START RECORDS FOR THE EXERCISE

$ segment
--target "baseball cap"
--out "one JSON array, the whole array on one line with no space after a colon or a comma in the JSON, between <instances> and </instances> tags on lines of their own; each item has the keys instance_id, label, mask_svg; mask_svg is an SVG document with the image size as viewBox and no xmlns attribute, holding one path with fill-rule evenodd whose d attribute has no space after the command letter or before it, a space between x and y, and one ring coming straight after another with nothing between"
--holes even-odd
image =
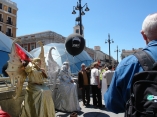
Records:
<instances>
[{"instance_id":1,"label":"baseball cap","mask_svg":"<svg viewBox=\"0 0 157 117\"><path fill-rule=\"evenodd\" d=\"M82 66L86 66L86 65L85 65L84 63L82 63L82 64L81 64L81 67L82 67Z\"/></svg>"}]
</instances>

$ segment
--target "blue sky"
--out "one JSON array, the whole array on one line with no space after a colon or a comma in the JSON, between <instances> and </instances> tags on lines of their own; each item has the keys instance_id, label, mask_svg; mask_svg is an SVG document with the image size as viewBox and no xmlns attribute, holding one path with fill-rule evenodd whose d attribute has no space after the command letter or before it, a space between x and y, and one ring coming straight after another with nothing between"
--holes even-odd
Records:
<instances>
[{"instance_id":1,"label":"blue sky","mask_svg":"<svg viewBox=\"0 0 157 117\"><path fill-rule=\"evenodd\" d=\"M51 30L65 37L73 33L75 18L71 14L78 0L12 0L17 3L17 36ZM100 46L108 54L105 44L110 33L111 56L117 59L117 48L131 50L145 47L140 34L144 18L157 12L157 0L82 0L90 9L82 17L86 46ZM119 52L119 61L120 59Z\"/></svg>"}]
</instances>

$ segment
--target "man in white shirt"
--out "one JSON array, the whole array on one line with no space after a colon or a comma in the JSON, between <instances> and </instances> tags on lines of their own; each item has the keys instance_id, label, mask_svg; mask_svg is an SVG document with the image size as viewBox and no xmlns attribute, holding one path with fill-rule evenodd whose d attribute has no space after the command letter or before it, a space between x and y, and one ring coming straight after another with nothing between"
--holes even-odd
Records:
<instances>
[{"instance_id":1,"label":"man in white shirt","mask_svg":"<svg viewBox=\"0 0 157 117\"><path fill-rule=\"evenodd\" d=\"M114 71L112 70L112 65L109 65L108 70L103 74L103 78L106 79L107 87L110 86L113 74Z\"/></svg>"},{"instance_id":2,"label":"man in white shirt","mask_svg":"<svg viewBox=\"0 0 157 117\"><path fill-rule=\"evenodd\" d=\"M113 74L114 74L114 71L112 70L112 65L109 65L108 70L106 72L104 72L104 74L103 74L103 80L106 80L105 82L106 82L107 87L110 86ZM105 84L103 84L103 85L105 85Z\"/></svg>"},{"instance_id":3,"label":"man in white shirt","mask_svg":"<svg viewBox=\"0 0 157 117\"><path fill-rule=\"evenodd\" d=\"M107 87L110 86L113 74L114 74L114 71L112 70L112 65L109 65L108 70L104 72L103 74L103 78L106 78L106 81L107 81Z\"/></svg>"},{"instance_id":4,"label":"man in white shirt","mask_svg":"<svg viewBox=\"0 0 157 117\"><path fill-rule=\"evenodd\" d=\"M94 68L91 70L90 84L92 88L93 105L94 107L102 108L101 87L99 78L98 62L93 64Z\"/></svg>"},{"instance_id":5,"label":"man in white shirt","mask_svg":"<svg viewBox=\"0 0 157 117\"><path fill-rule=\"evenodd\" d=\"M109 65L108 70L105 71L102 76L102 99L104 99L104 94L111 83L113 74L114 71L112 70L112 65Z\"/></svg>"}]
</instances>

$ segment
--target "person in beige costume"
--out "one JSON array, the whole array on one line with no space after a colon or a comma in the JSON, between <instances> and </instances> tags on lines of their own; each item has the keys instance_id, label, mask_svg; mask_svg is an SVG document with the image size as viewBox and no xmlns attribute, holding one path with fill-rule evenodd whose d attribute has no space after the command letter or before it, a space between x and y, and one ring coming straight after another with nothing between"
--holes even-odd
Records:
<instances>
[{"instance_id":1,"label":"person in beige costume","mask_svg":"<svg viewBox=\"0 0 157 117\"><path fill-rule=\"evenodd\" d=\"M22 91L23 83L28 78L28 85L26 87L26 93L24 101L22 103L21 117L55 117L55 108L52 100L52 92L44 84L44 79L47 78L43 66L44 57L43 47L39 55L40 58L29 59L27 53L24 52L21 46L13 42L12 51L9 55L8 61L8 73L11 84L16 85L16 95L14 99L17 99ZM21 54L19 54L19 52ZM24 59L22 58L25 56ZM16 81L16 83L15 83Z\"/></svg>"}]
</instances>

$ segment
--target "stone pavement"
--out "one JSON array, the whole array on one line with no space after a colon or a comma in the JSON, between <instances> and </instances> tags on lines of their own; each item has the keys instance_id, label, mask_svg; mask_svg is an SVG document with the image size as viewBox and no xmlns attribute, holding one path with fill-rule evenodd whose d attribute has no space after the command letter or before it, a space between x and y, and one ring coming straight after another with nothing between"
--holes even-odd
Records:
<instances>
[{"instance_id":1,"label":"stone pavement","mask_svg":"<svg viewBox=\"0 0 157 117\"><path fill-rule=\"evenodd\" d=\"M92 104L92 99L90 103ZM78 112L78 117L124 117L124 113L114 114L112 112L106 111L105 108L94 108L93 105L90 105L88 107L82 106L81 100L79 104L81 106L81 111ZM56 110L56 117L70 117L70 114L71 113L65 113Z\"/></svg>"}]
</instances>

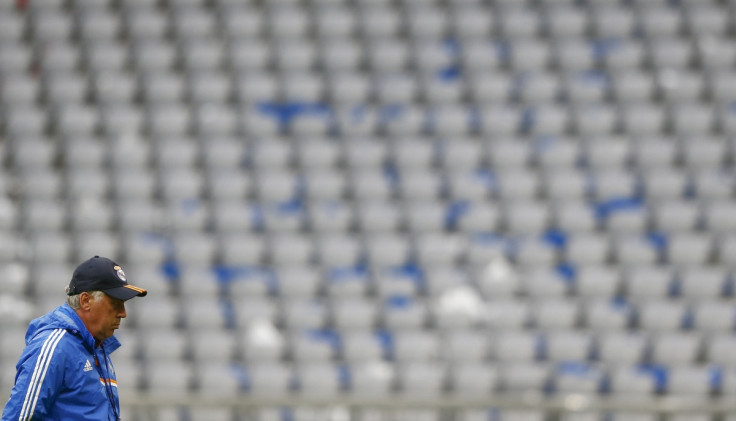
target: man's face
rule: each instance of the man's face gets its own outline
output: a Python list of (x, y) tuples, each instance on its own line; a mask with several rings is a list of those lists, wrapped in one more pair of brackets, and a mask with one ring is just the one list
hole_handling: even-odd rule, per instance
[(103, 294), (99, 300), (91, 299), (87, 328), (95, 339), (102, 342), (120, 328), (120, 319), (125, 318), (125, 301)]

END RECORDS FOR THE EXERCISE

WORK TO COMPLETE -
Return, from the data above, each line in which the string "face" appears.

ANSWER SPACE -
target: man's face
rule: each instance of the man's face gets its own outline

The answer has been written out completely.